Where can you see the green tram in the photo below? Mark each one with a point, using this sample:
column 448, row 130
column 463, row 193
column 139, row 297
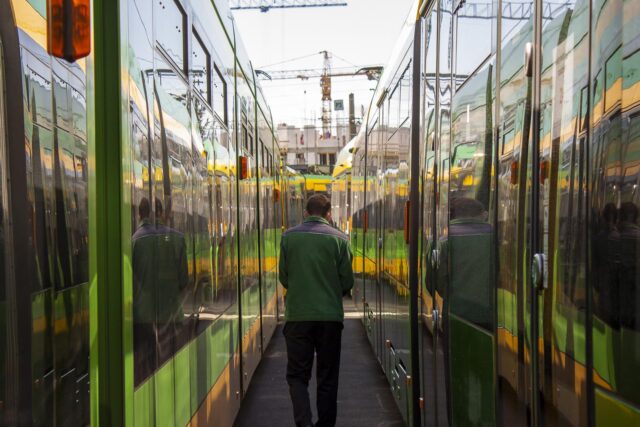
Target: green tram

----

▶ **The task**: All the lines above are to be given again exactly as they read, with the pictures removed.

▶ **Solution to this problem**:
Where can you see the green tram in the photo below? Mark each one with a point, using this sample:
column 448, row 130
column 463, row 193
column 139, row 297
Target: green tram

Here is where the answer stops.